Quote (ofthevoid @ Feb 1 2022 07:27pm)
Can you explain to me why certain studies (ones you apparently agree with) hold weight but ones like the one I posted or this more recent Japan one you choose to reflexively minimize?
I’m just trying to understand why some scientific research you believe but other findings that you don’t agree with you want to minimize?
Research happens in an aggregate. Any single study may or may not be true. I completely believe that Japanese company saw a reduction of whatever their outcome is in whatever model they're using, that doesn't mean its a clinically effective compound. I have literally worked on compounds that had incredible in vitro and preclinical data that flopped in clinical trials. It's deflating and it sucks but it happens more than you succeed. I'm not the one of the two of us cherry-picking research to back up my world-view, the aggregate weight of the data that currently exists points to Ivermectin not being clinically useful to treat covid symptoms. You can find outlier studies or in-vitro reports or even shitty pre-prints to back yourself up, but you're intentionally overlooking the volumes of data suggesting otherwise to find information to turn on your dopamine system to feel self-rightous.

Data excerpts
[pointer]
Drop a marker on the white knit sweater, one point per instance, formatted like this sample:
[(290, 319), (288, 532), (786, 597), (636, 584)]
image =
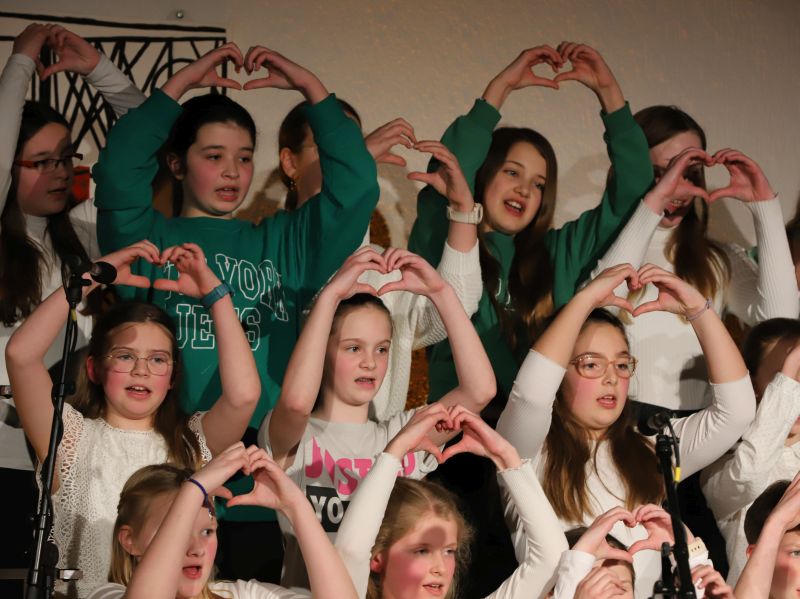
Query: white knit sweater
[(672, 372), (734, 481), (543, 540), (122, 95), (704, 436)]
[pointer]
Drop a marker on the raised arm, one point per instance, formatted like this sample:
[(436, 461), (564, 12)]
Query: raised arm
[(769, 289), (756, 578), (129, 161), (28, 345), (476, 382), (732, 483), (226, 421), (707, 434), (525, 420), (301, 383), (14, 81), (273, 489)]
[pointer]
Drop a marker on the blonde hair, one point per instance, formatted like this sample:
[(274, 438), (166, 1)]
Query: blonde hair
[(409, 502), (140, 491)]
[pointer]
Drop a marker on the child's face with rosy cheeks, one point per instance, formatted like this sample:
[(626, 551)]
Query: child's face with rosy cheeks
[(596, 403), (217, 170), (198, 561), (357, 355), (133, 398), (43, 194), (513, 196), (422, 563), (660, 156)]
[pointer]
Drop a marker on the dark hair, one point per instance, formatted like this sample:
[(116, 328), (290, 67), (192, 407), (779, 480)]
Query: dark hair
[(766, 333), (170, 420), (196, 112), (356, 301), (574, 535), (761, 508), (22, 263), (697, 259), (292, 134), (530, 279), (567, 445)]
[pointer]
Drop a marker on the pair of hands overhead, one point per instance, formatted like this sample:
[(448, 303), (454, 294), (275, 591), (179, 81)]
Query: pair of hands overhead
[(272, 487), (417, 275), (195, 277), (747, 181), (73, 53), (477, 437), (602, 583), (674, 294)]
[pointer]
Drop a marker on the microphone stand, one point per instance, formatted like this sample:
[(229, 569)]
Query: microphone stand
[(665, 588), (43, 573)]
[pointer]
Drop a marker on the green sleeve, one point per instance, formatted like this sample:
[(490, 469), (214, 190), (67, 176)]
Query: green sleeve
[(469, 138), (330, 226), (576, 247), (125, 170)]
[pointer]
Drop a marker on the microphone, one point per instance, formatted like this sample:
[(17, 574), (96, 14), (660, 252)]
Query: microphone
[(102, 272), (653, 424)]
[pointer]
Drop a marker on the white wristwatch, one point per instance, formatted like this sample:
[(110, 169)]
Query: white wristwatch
[(473, 217)]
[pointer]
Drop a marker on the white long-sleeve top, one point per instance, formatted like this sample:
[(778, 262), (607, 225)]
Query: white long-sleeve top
[(416, 322), (704, 436), (118, 90), (576, 565), (672, 371), (544, 541), (734, 481)]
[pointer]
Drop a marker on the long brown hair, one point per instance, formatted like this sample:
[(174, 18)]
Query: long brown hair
[(530, 279), (696, 258), (410, 501), (567, 449), (22, 263), (170, 421), (140, 491)]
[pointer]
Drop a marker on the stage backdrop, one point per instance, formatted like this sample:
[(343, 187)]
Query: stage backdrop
[(732, 64)]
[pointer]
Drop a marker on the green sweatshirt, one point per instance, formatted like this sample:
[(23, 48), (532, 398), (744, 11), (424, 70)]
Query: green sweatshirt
[(574, 248), (274, 268)]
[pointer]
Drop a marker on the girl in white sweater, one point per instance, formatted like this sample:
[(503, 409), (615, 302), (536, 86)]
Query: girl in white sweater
[(403, 538), (669, 229), (165, 533), (320, 430), (581, 368)]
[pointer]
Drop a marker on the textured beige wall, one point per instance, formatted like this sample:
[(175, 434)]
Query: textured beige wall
[(734, 65)]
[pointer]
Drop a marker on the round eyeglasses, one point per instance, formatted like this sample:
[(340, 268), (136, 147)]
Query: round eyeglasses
[(48, 165), (592, 366), (125, 362)]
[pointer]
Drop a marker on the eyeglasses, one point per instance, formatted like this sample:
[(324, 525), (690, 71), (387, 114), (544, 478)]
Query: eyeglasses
[(125, 362), (48, 165), (592, 366)]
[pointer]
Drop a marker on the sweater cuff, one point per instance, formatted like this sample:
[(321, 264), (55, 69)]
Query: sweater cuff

## Your assignment:
Continue the forum exchange on ivermectin research, starting after its final sentence.

## Expected output:
You opened this conversation by saying I was holding non-clinical data to to high a standard, and I've told you its literally the standard all compounds are held to. No one develops a drug based off an in-vitro assay without a decade of work in between.
Also more importantly, the meta-analysis you've posted is still including a study that showed the largest decrease in covid deaths out of all the ivermectin trials in their aggregate that got pulled for fraudulent data/plagarism.